### Task objective
Nothing may be dropped or altered: reproduce all the data.

[Segmentation mask data]

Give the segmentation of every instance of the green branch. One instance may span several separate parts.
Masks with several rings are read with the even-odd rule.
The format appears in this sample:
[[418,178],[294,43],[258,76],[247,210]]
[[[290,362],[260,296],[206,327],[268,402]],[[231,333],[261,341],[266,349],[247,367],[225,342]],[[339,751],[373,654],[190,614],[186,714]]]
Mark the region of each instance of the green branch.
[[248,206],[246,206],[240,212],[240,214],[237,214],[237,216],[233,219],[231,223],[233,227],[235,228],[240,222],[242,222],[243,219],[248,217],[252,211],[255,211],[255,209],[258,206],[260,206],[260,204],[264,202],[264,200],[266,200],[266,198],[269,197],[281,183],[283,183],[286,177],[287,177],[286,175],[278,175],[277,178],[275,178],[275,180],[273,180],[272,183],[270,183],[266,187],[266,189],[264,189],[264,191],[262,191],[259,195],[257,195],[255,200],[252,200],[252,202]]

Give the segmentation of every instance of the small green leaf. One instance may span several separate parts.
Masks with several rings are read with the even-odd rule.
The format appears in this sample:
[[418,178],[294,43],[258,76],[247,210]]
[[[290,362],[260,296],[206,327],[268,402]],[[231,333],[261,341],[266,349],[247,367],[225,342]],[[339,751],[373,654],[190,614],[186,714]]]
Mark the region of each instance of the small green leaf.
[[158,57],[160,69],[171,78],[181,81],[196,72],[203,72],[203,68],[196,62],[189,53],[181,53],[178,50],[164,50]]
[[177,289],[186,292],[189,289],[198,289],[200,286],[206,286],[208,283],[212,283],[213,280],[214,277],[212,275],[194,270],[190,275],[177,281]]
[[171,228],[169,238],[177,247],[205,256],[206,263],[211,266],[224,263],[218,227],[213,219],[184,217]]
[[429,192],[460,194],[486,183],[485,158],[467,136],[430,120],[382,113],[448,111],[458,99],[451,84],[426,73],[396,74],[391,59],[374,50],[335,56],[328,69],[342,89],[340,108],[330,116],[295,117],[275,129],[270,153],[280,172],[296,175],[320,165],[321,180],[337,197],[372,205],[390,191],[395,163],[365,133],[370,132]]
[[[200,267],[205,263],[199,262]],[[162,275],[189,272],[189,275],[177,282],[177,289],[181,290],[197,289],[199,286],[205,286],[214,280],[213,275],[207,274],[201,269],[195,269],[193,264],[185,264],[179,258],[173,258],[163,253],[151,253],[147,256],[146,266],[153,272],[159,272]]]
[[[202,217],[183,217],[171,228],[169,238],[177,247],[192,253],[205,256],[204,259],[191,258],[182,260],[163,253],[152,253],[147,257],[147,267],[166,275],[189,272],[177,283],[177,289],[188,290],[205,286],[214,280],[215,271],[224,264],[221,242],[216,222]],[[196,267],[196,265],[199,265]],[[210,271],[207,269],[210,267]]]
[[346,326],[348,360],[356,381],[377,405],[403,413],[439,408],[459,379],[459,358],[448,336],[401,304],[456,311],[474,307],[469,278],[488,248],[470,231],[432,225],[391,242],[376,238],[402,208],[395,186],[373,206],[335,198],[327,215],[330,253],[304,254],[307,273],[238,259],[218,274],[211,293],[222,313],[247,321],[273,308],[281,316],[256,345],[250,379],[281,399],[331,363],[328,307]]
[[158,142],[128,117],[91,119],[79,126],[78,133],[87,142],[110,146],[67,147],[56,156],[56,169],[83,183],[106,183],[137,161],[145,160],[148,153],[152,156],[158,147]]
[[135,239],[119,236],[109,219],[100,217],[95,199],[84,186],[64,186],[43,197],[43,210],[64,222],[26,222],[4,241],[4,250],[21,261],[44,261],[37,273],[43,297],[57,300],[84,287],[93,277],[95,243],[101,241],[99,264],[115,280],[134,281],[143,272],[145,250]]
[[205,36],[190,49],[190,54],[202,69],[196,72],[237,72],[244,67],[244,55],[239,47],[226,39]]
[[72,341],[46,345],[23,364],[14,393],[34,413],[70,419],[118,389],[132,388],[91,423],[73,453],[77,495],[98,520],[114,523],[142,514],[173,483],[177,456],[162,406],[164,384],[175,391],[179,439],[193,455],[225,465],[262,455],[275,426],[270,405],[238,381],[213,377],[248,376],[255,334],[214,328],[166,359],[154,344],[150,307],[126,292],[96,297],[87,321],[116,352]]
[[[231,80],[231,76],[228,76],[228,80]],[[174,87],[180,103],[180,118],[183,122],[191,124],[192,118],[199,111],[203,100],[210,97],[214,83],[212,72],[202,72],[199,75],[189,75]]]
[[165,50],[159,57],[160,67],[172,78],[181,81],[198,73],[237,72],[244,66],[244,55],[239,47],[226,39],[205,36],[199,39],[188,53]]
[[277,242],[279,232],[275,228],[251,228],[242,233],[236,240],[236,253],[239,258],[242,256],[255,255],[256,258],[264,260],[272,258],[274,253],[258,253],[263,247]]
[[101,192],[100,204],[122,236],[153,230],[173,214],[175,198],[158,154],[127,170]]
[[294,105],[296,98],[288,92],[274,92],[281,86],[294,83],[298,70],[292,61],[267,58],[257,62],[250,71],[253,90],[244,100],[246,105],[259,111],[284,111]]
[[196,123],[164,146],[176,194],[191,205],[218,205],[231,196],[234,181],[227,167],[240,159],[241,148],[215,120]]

### Task output
Give the segmentation of every instance of the green branch. One instance may span several separate parts.
Masks with several rings are read with the even-odd rule.
The format appears in this sample:
[[418,178],[294,43],[258,76],[247,210]]
[[[290,362],[260,296],[206,327],[268,402]],[[231,333],[261,341],[266,349],[247,367],[225,342]],[[339,751],[373,654],[190,614],[186,714]]]
Mark the region of each instance of the green branch.
[[248,206],[246,206],[240,212],[240,214],[237,214],[237,216],[233,219],[231,223],[233,227],[235,228],[240,222],[242,222],[243,219],[248,217],[252,211],[255,211],[255,209],[258,206],[260,206],[260,204],[264,202],[264,200],[266,200],[266,198],[269,197],[281,183],[283,183],[286,177],[287,177],[286,175],[278,175],[277,178],[275,178],[275,180],[273,180],[272,183],[270,183],[266,187],[266,189],[264,189],[264,191],[262,191],[259,195],[257,195],[255,200],[252,200],[252,202]]

Give the segmentation of every instance of the small green leaf. One instance may span several separate parts.
Masks with several rings are read with the even-odd rule.
The format appears in this sample:
[[418,178],[294,43],[258,76],[247,210]]
[[[290,362],[260,296],[206,327],[268,402]],[[231,333],[261,341],[266,349],[247,367],[225,342]],[[339,751],[373,654],[190,614],[186,714]]]
Mark the region of each instance of the small green leaf.
[[158,57],[160,69],[171,78],[181,81],[196,72],[203,72],[203,68],[196,62],[189,53],[181,53],[178,50],[164,50]]
[[177,289],[186,292],[189,289],[198,289],[200,286],[206,286],[208,283],[212,283],[213,280],[214,277],[212,275],[194,270],[190,275],[177,281]]
[[171,228],[169,238],[177,247],[205,256],[206,263],[211,266],[224,263],[218,227],[213,219],[184,217]]
[[429,192],[460,194],[486,183],[485,158],[467,136],[430,120],[382,113],[448,111],[458,99],[451,84],[426,73],[396,74],[391,59],[374,50],[335,56],[328,69],[342,89],[340,108],[330,116],[295,117],[275,129],[270,153],[280,172],[296,175],[320,165],[321,180],[337,197],[372,205],[390,191],[395,163],[365,133],[370,132]]
[[[200,267],[205,263],[199,262]],[[162,275],[189,272],[189,275],[177,282],[177,289],[181,290],[197,289],[199,286],[205,286],[214,280],[213,275],[207,274],[201,269],[195,269],[193,264],[185,264],[179,258],[173,258],[163,253],[151,253],[147,256],[146,266],[153,272],[159,272]]]
[[[202,217],[183,217],[171,228],[169,238],[177,247],[192,253],[205,256],[204,259],[191,258],[182,260],[163,253],[152,253],[147,257],[147,267],[166,275],[189,272],[177,283],[177,289],[188,290],[205,286],[214,280],[215,271],[224,264],[221,242],[216,222]],[[196,267],[196,265],[199,265]],[[210,271],[207,269],[210,267]]]
[[346,326],[348,360],[356,381],[377,405],[403,413],[439,408],[459,379],[459,358],[448,336],[401,304],[456,311],[474,307],[469,278],[488,248],[470,231],[432,225],[391,242],[376,238],[402,208],[395,186],[373,206],[335,198],[327,215],[330,253],[304,254],[307,273],[238,259],[218,274],[211,293],[222,313],[247,321],[273,308],[281,316],[256,345],[250,379],[281,399],[331,363],[328,307]]
[[158,142],[128,117],[91,119],[79,126],[78,133],[87,142],[110,146],[67,147],[56,156],[56,169],[83,183],[106,183],[137,161],[145,160],[148,153],[152,156],[158,147]]
[[135,239],[119,236],[109,219],[100,217],[95,199],[84,186],[64,186],[43,197],[43,210],[64,222],[26,222],[4,241],[4,250],[21,261],[44,261],[37,273],[43,297],[57,300],[84,287],[93,277],[95,243],[101,241],[99,264],[115,280],[134,281],[143,272],[145,250]]
[[205,36],[190,49],[190,54],[202,69],[196,72],[237,72],[244,67],[244,55],[239,47],[226,39]]
[[72,341],[46,345],[23,364],[14,393],[34,413],[70,419],[118,389],[132,388],[91,423],[73,453],[77,495],[98,520],[114,523],[142,514],[173,483],[177,456],[162,406],[164,384],[175,391],[179,439],[193,455],[225,465],[262,455],[275,426],[270,405],[238,381],[213,377],[248,376],[255,334],[214,328],[166,359],[154,344],[150,307],[126,292],[96,297],[87,321],[116,352]]
[[[231,80],[231,76],[228,76],[228,80]],[[174,87],[180,103],[180,118],[183,122],[191,124],[192,118],[199,111],[203,100],[210,97],[214,83],[212,72],[202,72],[199,75],[189,75]]]
[[165,50],[159,57],[160,67],[172,78],[181,81],[198,73],[237,72],[244,66],[244,55],[239,47],[226,39],[205,36],[199,39],[188,53]]
[[277,242],[279,232],[275,228],[251,228],[242,233],[236,240],[236,253],[239,258],[242,256],[255,255],[256,258],[264,260],[272,258],[274,253],[258,253],[263,247]]
[[101,192],[100,204],[122,236],[153,230],[173,214],[175,198],[158,154],[127,170]]
[[294,105],[296,98],[288,92],[274,92],[281,86],[294,83],[298,70],[292,61],[267,58],[257,62],[250,71],[253,90],[244,100],[246,105],[259,111],[284,111]]
[[196,123],[164,146],[176,194],[191,205],[218,205],[231,196],[234,181],[227,167],[240,159],[241,148],[215,120]]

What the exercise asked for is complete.